*YOUR TASK*. Write these lines out again, swapping "green" for "yellow" and leaving everything else as it is.

***** DATA EXCERPTS

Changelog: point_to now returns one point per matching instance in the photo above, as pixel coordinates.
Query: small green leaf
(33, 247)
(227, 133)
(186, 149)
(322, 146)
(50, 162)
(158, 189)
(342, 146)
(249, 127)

**********

*FULL ANSWER*.
Changelog: point_to now returns one point per matching instance in the photo above, as pixel coordinates.
Query: small yellow leaf
(33, 247)
(227, 133)
(186, 149)
(322, 146)
(50, 162)
(158, 189)
(342, 146)
(249, 127)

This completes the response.